* BEGIN Given records *
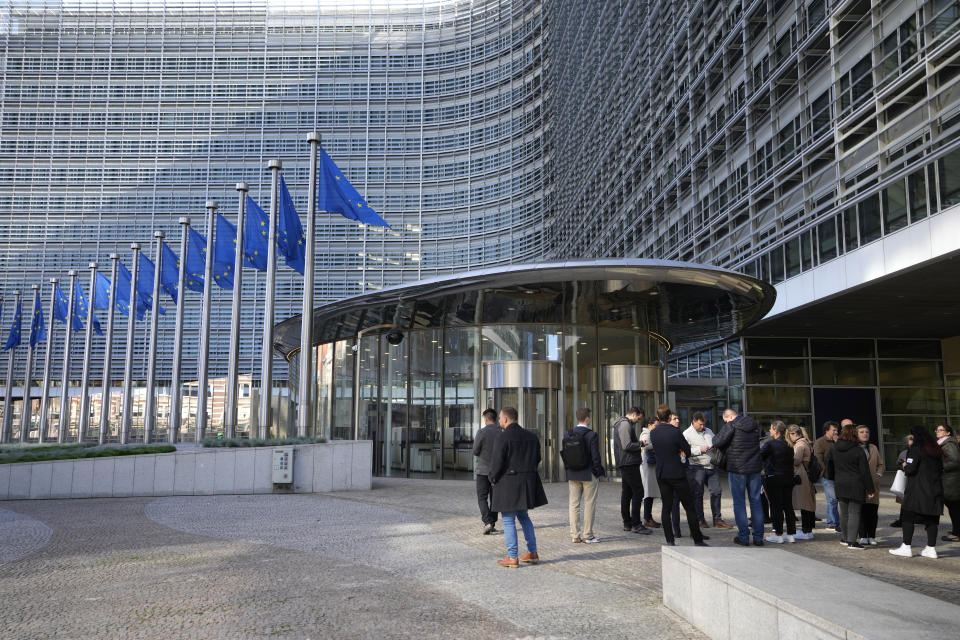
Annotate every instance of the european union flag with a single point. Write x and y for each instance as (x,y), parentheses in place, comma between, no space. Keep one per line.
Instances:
(37,331)
(101,292)
(335,194)
(169,271)
(224,252)
(290,237)
(13,340)
(80,308)
(61,310)
(145,282)
(256,229)
(196,257)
* END Given records *
● **Aim**
Render the data above as a Markdown table with the columns Row and Data Line, numbering each non-blank line in order and omitting blank lines. Leave the pictures out of the table.

● **Full output**
| Row | Data Line |
|---|---|
| 1 | Annotate every instance of the european union flag with a single point. Write x and y for each instance as (x,y), parentheses in place, comma between, no space. Keep one per line. |
| 2 | Instances: |
| 3 | (37,331) |
| 4 | (101,292) |
| 5 | (335,194) |
| 6 | (169,271) |
| 7 | (224,252) |
| 8 | (290,237) |
| 9 | (13,340) |
| 10 | (80,308) |
| 11 | (61,310) |
| 12 | (145,282) |
| 13 | (256,229) |
| 14 | (196,257) |